Written request →
Edit the listing below by changing every "single point" to "one dot" and leaving everything else unchanged.

Supplied data →
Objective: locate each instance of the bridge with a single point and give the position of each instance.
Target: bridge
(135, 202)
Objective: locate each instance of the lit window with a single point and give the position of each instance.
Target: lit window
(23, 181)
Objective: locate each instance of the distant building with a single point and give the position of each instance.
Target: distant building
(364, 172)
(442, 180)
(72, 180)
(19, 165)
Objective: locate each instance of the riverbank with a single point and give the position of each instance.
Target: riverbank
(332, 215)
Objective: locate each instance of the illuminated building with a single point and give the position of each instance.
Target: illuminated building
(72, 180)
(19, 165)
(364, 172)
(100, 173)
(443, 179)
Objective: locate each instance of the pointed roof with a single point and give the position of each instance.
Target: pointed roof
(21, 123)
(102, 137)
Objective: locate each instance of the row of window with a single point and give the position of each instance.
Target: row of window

Final answer →
Objective: locate each instance of the bridge with a one dot and give the position of each instance.
Target: bridge
(135, 202)
Objective: locate each instance of the lit window with a one dot and give the position of each instance.
Target: lit window
(23, 181)
Objective: locate each instance of the distant building with a one dot and give the position of each instance.
Target: distant building
(364, 172)
(442, 180)
(72, 180)
(19, 165)
Objective: locate each instance of the riverbank with a one dot and give the position of each instance.
Target: riverbank
(332, 215)
Objective: locate each instance of the illuminated building with a one dot and give the position of each instance.
Target: illuminated building
(72, 180)
(19, 165)
(364, 172)
(100, 173)
(443, 179)
Objective: locate each instance of the pointed roof with a one dot and give the position of each instance.
Target: pointed roof
(21, 123)
(102, 137)
Objective: locate each instance of the row of window with a one dot and give the position of each instance.
Target: row of window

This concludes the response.